* [Exercise details]:
In your answer, give each entry again exactly as it appears.

Natural-language object grounding data
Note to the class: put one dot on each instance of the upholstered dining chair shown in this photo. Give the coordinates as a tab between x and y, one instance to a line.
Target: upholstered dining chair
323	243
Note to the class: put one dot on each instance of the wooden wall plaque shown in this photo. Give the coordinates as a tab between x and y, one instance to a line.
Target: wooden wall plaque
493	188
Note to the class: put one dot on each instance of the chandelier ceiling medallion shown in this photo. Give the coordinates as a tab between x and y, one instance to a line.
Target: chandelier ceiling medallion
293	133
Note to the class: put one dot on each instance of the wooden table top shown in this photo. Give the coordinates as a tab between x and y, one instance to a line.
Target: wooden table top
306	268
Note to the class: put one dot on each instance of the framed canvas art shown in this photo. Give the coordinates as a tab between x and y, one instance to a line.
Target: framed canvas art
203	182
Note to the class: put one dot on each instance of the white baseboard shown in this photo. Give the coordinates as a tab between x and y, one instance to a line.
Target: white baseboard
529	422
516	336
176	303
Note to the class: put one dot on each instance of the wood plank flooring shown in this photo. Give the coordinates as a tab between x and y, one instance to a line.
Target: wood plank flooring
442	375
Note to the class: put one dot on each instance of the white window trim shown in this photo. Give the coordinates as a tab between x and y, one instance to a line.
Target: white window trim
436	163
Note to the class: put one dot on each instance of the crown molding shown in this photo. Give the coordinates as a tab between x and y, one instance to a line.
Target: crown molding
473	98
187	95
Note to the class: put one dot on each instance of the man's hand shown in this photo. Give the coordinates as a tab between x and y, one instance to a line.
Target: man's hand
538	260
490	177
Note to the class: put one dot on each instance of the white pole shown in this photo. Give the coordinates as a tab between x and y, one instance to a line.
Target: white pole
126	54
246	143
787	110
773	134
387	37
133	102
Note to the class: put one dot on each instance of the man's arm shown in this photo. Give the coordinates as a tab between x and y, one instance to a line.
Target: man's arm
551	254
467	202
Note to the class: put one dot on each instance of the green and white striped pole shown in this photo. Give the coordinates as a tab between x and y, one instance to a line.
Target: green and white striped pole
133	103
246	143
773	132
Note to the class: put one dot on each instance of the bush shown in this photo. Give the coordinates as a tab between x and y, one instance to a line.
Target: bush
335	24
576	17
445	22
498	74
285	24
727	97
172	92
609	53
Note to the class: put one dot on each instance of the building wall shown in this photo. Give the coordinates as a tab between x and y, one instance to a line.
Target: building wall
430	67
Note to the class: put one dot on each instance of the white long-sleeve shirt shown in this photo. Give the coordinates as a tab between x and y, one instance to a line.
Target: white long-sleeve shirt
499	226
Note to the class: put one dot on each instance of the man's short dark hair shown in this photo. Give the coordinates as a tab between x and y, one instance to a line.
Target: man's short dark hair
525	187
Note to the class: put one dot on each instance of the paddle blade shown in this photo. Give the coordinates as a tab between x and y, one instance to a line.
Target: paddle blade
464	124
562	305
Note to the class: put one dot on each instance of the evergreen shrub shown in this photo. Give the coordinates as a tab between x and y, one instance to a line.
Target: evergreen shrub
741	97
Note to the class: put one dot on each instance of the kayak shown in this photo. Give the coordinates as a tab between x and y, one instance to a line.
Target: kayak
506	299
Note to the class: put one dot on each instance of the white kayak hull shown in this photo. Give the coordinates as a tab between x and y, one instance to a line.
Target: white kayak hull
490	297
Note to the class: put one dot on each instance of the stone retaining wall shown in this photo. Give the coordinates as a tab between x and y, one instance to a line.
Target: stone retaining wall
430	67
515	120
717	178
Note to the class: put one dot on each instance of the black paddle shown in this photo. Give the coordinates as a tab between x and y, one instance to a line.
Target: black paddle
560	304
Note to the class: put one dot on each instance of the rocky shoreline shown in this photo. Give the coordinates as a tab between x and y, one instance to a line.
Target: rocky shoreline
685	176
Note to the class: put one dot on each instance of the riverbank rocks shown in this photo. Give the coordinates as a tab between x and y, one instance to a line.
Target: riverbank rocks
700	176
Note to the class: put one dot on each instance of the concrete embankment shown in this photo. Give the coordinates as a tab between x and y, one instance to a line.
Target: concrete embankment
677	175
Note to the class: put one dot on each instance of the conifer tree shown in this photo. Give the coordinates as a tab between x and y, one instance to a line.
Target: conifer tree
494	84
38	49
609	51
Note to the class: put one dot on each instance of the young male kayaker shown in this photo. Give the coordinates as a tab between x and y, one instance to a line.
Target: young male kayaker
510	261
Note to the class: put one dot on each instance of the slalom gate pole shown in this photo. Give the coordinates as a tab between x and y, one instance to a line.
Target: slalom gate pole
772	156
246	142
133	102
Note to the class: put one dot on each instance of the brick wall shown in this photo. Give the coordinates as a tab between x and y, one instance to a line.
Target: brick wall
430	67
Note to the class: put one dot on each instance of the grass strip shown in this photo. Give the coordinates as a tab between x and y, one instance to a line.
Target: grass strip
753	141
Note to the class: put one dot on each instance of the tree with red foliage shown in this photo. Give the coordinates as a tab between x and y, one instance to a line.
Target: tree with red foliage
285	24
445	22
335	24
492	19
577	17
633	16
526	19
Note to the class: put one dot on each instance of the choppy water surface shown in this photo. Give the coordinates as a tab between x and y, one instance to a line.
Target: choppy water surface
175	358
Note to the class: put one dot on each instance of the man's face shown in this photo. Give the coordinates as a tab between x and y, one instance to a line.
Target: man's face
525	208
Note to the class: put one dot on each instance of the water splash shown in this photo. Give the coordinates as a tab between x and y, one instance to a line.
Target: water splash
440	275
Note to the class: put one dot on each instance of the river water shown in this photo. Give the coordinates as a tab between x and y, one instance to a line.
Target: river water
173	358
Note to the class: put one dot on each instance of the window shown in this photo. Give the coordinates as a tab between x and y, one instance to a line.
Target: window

* [Answer to the problem]:
Note to the class: put one dot on each instance of the upholstered dining chair shown in this photo. Give the coordinates as a tab between x and y, one instance to a line.
Target: upholstered dining chair
323	243
Note to the class: put one dot on each instance of the wooden wall plaque shown in this photo. Give the coordinates as a tab between x and y, one instance to a line.
Target: wooden wall plaque
493	188
Note to the class: put one dot on each instance of the chandelier ceiling medallion shown in this photo. Give the coordinates as a tab between x and y, one instance to a line.
Target: chandelier ceiling medallion
293	133
Note to the class: put one dot on each instance of the wooden table top shown in this photo. Give the coordinates as a tab between x and y, one instance to a line.
Target: wooden table top
306	268
Note to the class: put one dot on each instance of the framed canvas art shown in this photo. Give the coordinates as a tab between x and y, one instance to a line.
Target: framed canvas art
203	182
Note to the class: put one dot on each instance of the white baseboard shown in this photo. Give the coordinates as a tab between x and y, one instance to a line.
Target: white baseboard
529	422
516	336
176	303
Note to the class: put one dot on each instance of the wood plank flooring shown in this photo. Give the coordinates as a tab between x and y, one instance to a line.
Target: wood plank flooring
442	375
Note to the class: put one dot on each instance of the white window trim shown in this photo. Give the coordinates as a tab between x and y, one instance to a line.
Target: white window trim
436	163
Note to the class: put one dot on each instance of the crown molding shown in this photo. Give the coordinates as a tab between x and y, one instance to a line.
Target: crown molding
473	98
187	95
Note to the class: put one dot on each instance of the man's hand shown in this photo. Give the coordinates as a tab between x and y, one instance to a line.
Target: man's hand
538	260
490	177
Note to the class: put one dot on each instance of the white pole shown in this photo. Give the coordinates as a tab between x and y, one instance to a line.
Target: white pole
126	54
246	143
787	110
773	134
387	37
133	102
Note to the class: put one dot on each instance of the man's arm shown in this photo. Give the coordinates as a tab between x and y, one instance to a line.
Target: man's arm
551	254
467	202
Note to the class: put one dot on each instance of the green and white striped pole shown in this photo. Give the coordinates as a tab between x and y, one instance to a line.
Target: green and white striped pole
133	103
246	143
773	132
Note to the class: put one dot on each instance of the bush shown in this photo. Give the coordinates as a tab between x and y, one instance to a line.
Target: bush
335	24
576	17
445	22
498	74
285	24
727	97
172	92
609	53
Note to the class: put one dot on each instance of the building wall shown in this photo. Give the coordinates as a tab between x and y, one instance to a line.
Target: building wall
430	67
Note to the class: put one dot on each instance of the white long-sleeve shirt shown in this photo. Give the coordinates as a tab between x and y, one instance to a line.
Target: white long-sleeve shirt
499	226
Note to the class: put one dot on each instance of the man's short dark hair shown in this photo. Give the coordinates as a tab between x and y, one instance to a line.
Target: man's short dark hair
525	187
Note to the class: put one dot on each instance of the paddle blade shown in this photo. Give the coordinates as a tab between x and y, one instance to a line.
Target: paddle blade
464	124
562	305
Note to the class: put one dot on each instance of the evergreen shrub shown in this photo. Give the coordinates as a tab between x and y, one instance to a line.
Target: evergreen shrub
741	97
Note to the class: put one dot on each instance of the kayak shown in this photo. Give the coordinates as a tab between x and y, one instance to a line.
Target: kayak
506	299
Note to the class: put one dot on each instance of the white kayak hull shown in this photo. Give the coordinates as a tab between x and y, one instance to a line.
Target: white kayak hull
490	297
Note to the class: put one dot on each instance of the stone retaining wall shown in this photo. Give the coordinates as a tab between x and y, one instance to a line.
Target: stone retaining wall
430	67
515	120
717	178
Note to the class: put one dot on each instance of the black paddle shown in this photo. Give the coordinates as a tab between x and y, one instance to a line.
Target: black paddle
560	304
Note to the class: put one dot on each instance of the rocky shoreline shown in this photo. Give the coordinates as a tab between x and y, one instance to a line.
Target: rocky shoreline
685	176
Note to the class: put one dot on each instance of the riverbank rocks shown in this photo. Give the coordinates as a tab between x and y, one instance to a line.
Target: riverbank rocks
700	176
Note to the class: put one dot on each instance of the concrete embankment shown in this photo. Give the coordinates as a tab between x and y, one instance to a line.
Target: concrete embankment
677	175
Note to the class: put one dot on each instance of the conifer tree shown in this photo. Give the coordinates as a tab between x and y, one instance to a line.
Target: conifer tree
494	84
38	49
609	51
Note to the class: put one dot on each instance of the young male kayaker shown in this photo. Give the coordinates as a tab between x and y, one instance to a line.
Target: young male kayaker
510	261
Note to the class: put one dot on each instance of the slalom gate pole shown in this photo. Give the coordinates as a tab between x and y, one instance to a line.
Target: slalom gate pole
772	156
246	142
133	102
Note to the class: put one dot on each instance of the brick wall shown in this photo. Give the coordinates as a tab between x and y, one instance to a line.
Target: brick wall
430	67
Note to the class: put one dot on each instance of the grass strip shown in this photo. Give the coordinates as a tab between x and y, one instance to a line.
Target: grass strip
753	141
Note to the class: put one dot on each instance of the tree with red foliage shown in this photo. Give the coordinates as a tab between x and y, one instance to a line.
Target: tree with red foliage
285	24
445	22
335	24
492	19
577	17
633	16
526	19
Note to the class: put one dot on each instance of the choppy water surface shown in this photo. Give the coordinates as a tab between x and y, one instance to a line.
Target: choppy water surface
175	358
Note to the class: put one dot on each instance of the man's face shown in this photo. Give the coordinates as a tab between x and y, one instance to a line.
Target: man's face
525	208
Note to the class: put one dot on each instance of the water splash shown in this photo. Give the coordinates as a tab between x and y, one instance to a line.
Target: water splash
440	275
Note to the class: put one dot on each instance of the river water shown in this photo. Give the coordinates as a tab between x and y, one instance to a line.
Target: river water
173	358
Note to the class: put one dot on each instance of the window shown in this photo. Give the coordinates as a tab between x and y, one instance to a line.
Target: window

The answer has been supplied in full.